**EXTRACTED TEXT:**
════════════════
We checked our luggage the day before departure at the Amtrak baggage counter.

We walked from our hotel to Penn Station and went to the Acela Lounge. The Silver Star departure was on time. We were in Bedroom A in Car 9111. Walter was our SCA.

About one hour out of New York, I received a telephone call on my cell phone advising

us that my wifes aunt has passed away during the night, so we had to change our

plans to attend the funeral. After several phone calls, we rearranged our itinerary.

The trip was uneventful. We had lunch and dinner in the dining car. Both were good and we had very good service. I also had time to play with my new netbook computer. My eyes and fingers had to adjust to a smaller screen and keyboard.

We arrived in Orlando on schedule and we stepped off the train. It was warm there but

again, not hot. I looked around for our Pennyk but she was not there!! We proceeded

onto Tampa arriving slightly behind schedule after backing into the station. The

Tampa station has been refurbished and is very good looking.

We took a taxi to the airport to get our rental car, then drove to Sarasota and to our hotel.

After our travels throughout Florida, we returned to Tampa and checked our luggage for the trip home. We arrived at the station at 5:00pm for a scheduled 5:42pm departure. At 5:30, the station agent announced the train would be late due to CSX track work and our new departure time would be 6:00pm. The train arrived at 6:35pm. There were nearly 100 passengers waiting to board, and we were all asked to check in with the Conductor at the station gate and then go to the boarding platform to board the train when it arrived. There were only five of us who boarded the sleepers and the rest were coach passengers.

Our SCA, Bianca, told us to go to the dining car for our dinner. I chose a shrimp scampi, which was not to my liking and my wife chose chicken. After dinner, we returned to our bedroom for the night.
════════════════
**INFORMATION PROVIDED:**
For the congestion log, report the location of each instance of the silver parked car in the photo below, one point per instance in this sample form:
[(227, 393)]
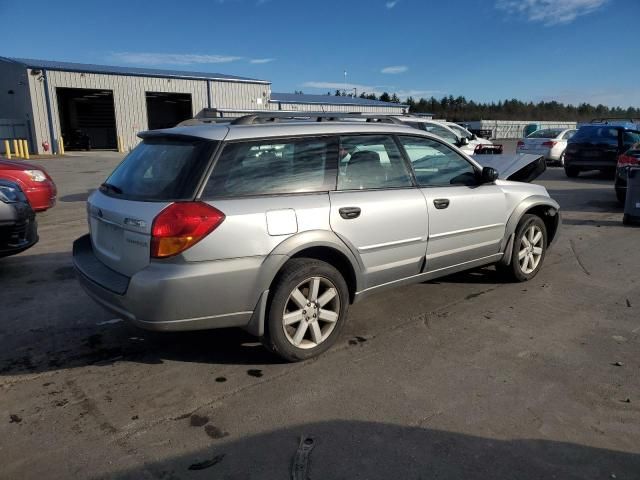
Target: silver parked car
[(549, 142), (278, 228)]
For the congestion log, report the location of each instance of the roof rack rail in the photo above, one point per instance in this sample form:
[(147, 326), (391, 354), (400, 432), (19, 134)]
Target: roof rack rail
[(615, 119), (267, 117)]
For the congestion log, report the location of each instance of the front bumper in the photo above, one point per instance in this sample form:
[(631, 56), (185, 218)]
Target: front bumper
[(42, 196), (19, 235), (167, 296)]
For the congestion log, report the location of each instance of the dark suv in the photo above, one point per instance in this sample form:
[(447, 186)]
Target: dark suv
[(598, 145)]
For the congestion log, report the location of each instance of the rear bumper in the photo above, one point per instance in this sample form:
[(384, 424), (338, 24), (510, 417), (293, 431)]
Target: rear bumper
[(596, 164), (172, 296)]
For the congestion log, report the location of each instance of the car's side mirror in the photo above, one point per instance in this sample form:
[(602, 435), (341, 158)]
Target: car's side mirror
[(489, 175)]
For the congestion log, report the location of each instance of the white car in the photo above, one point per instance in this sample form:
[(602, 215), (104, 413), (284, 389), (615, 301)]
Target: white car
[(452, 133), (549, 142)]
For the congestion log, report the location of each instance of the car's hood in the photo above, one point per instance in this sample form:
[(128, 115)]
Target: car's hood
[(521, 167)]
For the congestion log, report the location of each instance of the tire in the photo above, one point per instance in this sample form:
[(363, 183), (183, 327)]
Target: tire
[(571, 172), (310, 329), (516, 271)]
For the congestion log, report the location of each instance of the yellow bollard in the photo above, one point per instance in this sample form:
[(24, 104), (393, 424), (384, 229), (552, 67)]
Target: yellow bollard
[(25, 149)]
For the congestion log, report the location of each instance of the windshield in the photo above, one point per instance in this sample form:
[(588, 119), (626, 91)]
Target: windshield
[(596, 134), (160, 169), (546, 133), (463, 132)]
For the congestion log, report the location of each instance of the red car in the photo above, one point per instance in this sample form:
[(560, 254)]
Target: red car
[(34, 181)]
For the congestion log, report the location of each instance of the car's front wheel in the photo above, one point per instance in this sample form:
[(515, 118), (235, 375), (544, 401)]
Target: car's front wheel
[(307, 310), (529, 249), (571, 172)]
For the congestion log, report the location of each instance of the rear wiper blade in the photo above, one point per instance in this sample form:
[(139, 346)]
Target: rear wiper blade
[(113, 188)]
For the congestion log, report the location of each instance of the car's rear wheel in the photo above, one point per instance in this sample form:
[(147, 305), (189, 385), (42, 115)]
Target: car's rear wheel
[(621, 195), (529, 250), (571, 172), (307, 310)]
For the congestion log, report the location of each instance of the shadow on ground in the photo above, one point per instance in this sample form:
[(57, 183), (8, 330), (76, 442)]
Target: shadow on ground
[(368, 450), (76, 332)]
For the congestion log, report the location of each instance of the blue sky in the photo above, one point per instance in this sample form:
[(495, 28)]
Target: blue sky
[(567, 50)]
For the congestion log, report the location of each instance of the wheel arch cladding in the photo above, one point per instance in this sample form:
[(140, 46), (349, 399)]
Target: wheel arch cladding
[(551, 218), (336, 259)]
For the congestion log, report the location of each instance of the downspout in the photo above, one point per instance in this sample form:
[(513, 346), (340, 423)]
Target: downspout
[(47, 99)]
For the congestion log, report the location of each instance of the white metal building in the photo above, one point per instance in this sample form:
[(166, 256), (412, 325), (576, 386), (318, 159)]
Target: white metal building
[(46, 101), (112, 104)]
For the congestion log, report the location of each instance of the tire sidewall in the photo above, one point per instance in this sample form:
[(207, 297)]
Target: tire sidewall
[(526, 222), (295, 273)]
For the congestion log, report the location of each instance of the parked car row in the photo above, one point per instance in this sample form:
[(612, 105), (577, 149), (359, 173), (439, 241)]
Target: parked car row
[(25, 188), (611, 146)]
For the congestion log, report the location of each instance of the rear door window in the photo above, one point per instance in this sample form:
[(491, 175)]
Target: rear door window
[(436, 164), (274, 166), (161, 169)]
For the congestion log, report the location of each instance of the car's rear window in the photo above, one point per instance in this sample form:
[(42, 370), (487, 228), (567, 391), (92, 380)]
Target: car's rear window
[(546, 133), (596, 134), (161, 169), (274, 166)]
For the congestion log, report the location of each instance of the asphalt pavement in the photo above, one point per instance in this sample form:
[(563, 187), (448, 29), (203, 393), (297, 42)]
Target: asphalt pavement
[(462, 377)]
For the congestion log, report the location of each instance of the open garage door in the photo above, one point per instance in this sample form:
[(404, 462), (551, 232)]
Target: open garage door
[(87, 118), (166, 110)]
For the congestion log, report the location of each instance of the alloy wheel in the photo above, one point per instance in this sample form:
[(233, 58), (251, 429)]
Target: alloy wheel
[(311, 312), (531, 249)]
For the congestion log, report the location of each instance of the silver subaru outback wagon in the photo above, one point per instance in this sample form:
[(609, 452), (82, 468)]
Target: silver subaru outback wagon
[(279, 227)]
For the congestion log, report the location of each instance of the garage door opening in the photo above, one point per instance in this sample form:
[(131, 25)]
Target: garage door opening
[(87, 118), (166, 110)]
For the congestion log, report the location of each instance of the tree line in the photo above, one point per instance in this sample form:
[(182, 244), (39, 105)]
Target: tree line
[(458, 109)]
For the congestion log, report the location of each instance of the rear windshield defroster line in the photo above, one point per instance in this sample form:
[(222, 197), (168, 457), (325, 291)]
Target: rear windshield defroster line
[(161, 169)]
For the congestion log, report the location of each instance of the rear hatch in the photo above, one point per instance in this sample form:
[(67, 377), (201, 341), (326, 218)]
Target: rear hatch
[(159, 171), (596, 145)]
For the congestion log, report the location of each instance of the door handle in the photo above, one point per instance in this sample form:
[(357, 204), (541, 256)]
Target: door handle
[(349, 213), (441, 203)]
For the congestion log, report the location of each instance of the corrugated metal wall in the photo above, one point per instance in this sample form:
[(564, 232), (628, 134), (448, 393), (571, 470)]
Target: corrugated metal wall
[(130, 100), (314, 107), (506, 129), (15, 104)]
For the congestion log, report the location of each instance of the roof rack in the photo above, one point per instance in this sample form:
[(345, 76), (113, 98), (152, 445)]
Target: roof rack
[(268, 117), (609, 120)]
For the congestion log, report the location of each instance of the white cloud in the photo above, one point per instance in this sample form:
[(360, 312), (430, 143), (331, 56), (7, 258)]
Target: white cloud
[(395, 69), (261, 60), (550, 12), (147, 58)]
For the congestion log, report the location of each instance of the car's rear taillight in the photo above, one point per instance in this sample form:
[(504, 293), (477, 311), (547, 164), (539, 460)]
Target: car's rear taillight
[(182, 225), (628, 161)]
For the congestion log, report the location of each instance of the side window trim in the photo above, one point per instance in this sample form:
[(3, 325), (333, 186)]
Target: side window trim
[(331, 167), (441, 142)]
════════════════
**REQUIREMENT A:** According to the train trip account, why did the travelers rearrange their itinerary about an hour out of New York?
**REQUIREMENT B:** Rewrite the records from the line with "of the wheel" up to and including the line with "[(551, 218), (336, 259)]". Include the requests, and shift every answer coordinate by -98.

**FINISHED ANSWER A:** A phone call told them that the wife's aunt had died during the night. They had to change their plans so they could attend the funeral.

**FINISHED ANSWER B:**
For the congestion log, report the location of each instance of the wheel arch cladding in the photo above, one point per instance in this sample form:
[(140, 46), (349, 399)]
Target: wheel arch cladding
[(453, 120), (238, 161)]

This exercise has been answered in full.